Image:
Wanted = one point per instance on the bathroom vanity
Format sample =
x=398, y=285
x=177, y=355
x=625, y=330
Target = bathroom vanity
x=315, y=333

· · ·

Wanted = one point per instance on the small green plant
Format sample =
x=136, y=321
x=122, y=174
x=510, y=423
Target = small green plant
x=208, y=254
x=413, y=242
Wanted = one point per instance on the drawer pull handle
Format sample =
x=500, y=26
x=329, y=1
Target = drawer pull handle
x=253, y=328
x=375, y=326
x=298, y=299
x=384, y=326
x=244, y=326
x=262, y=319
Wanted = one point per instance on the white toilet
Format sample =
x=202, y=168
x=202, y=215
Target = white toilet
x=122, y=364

· · ·

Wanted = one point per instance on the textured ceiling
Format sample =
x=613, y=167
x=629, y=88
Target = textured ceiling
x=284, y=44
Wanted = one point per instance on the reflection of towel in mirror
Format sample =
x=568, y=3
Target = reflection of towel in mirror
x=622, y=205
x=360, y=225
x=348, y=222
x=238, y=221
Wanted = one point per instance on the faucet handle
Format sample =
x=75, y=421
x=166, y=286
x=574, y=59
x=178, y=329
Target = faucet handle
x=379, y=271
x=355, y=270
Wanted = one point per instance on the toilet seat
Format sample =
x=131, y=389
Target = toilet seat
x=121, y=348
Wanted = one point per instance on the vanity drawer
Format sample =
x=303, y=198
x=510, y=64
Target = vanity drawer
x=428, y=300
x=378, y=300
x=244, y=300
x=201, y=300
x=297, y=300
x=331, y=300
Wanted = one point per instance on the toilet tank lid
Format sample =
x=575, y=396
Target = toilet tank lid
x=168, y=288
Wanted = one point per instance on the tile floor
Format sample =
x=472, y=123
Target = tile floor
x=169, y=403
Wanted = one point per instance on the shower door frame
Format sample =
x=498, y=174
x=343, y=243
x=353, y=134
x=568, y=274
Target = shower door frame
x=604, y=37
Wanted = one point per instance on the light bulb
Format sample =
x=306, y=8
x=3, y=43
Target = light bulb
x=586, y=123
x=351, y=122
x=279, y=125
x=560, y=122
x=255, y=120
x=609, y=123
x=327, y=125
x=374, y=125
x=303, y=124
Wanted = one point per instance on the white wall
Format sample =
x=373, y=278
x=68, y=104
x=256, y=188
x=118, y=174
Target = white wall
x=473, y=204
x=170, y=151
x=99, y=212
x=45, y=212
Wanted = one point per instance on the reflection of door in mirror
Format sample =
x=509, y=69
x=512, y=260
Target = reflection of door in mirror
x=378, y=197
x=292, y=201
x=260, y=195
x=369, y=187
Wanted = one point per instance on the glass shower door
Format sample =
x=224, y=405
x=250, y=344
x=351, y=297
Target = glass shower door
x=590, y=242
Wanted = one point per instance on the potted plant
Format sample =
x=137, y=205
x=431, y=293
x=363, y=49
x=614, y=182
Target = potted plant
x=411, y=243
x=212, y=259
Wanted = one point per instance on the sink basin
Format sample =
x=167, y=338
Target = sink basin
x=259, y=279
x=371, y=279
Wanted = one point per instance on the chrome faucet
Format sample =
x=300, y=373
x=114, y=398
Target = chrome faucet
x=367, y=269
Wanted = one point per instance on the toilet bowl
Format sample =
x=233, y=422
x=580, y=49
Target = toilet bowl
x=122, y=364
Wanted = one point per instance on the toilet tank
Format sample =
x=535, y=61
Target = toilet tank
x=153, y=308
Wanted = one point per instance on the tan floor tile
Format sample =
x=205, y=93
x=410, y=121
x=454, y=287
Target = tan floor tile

· · ·

Exercise directions:
Write out the lines above word for word, from the line with "Wanted = one point per instance on the textured" up to and including the line with "x=590, y=242".

Exercise solution:
Wanted = one point per instance on the textured ceiling
Format sample =
x=613, y=167
x=629, y=88
Target = textured ceiling
x=284, y=44
Wanted = one point per instance on the reflection of towel in mirror
Format sample =
x=568, y=3
Target = reflection of towel in mirror
x=622, y=205
x=360, y=225
x=348, y=222
x=238, y=221
Wanted = one point per instance on the faucet handle
Format sample =
x=75, y=421
x=166, y=286
x=574, y=59
x=178, y=329
Target = faucet handle
x=379, y=271
x=355, y=270
Wanted = one point per instance on the toilet seat
Format sample =
x=131, y=389
Target = toilet seat
x=121, y=348
Wanted = one point per instance on the vanity drawer
Format sample =
x=303, y=198
x=510, y=64
Target = vanity drawer
x=428, y=300
x=378, y=300
x=244, y=300
x=201, y=300
x=297, y=300
x=331, y=300
Wanted = one point per instance on the toilet tank lid
Format sample =
x=575, y=396
Target = toilet tank lid
x=168, y=288
Wanted = one point per instance on the tile floor
Format sample =
x=472, y=123
Target = tile floor
x=169, y=403
Wanted = one point per instance on the shower door frame
Format sample =
x=498, y=174
x=343, y=243
x=353, y=134
x=568, y=274
Target = shower door frame
x=604, y=37
Wanted = one point per instance on the light bulb
Format sample =
x=306, y=8
x=3, y=43
Target = light bulb
x=586, y=123
x=351, y=122
x=279, y=125
x=560, y=122
x=255, y=120
x=609, y=123
x=327, y=125
x=374, y=125
x=303, y=124
Wanted = one point per instance on the white wall
Format sample =
x=373, y=278
x=68, y=104
x=256, y=188
x=118, y=174
Target = white wall
x=473, y=204
x=170, y=151
x=99, y=212
x=45, y=212
Wanted = one point per instance on the reflection of door in mirror
Format sample =
x=509, y=69
x=512, y=260
Target = reflection of door in mirror
x=378, y=197
x=292, y=201
x=260, y=195
x=369, y=187
Wanted = one point per instance on the glass shower door
Format sample =
x=224, y=405
x=250, y=344
x=351, y=297
Target = glass shower door
x=590, y=242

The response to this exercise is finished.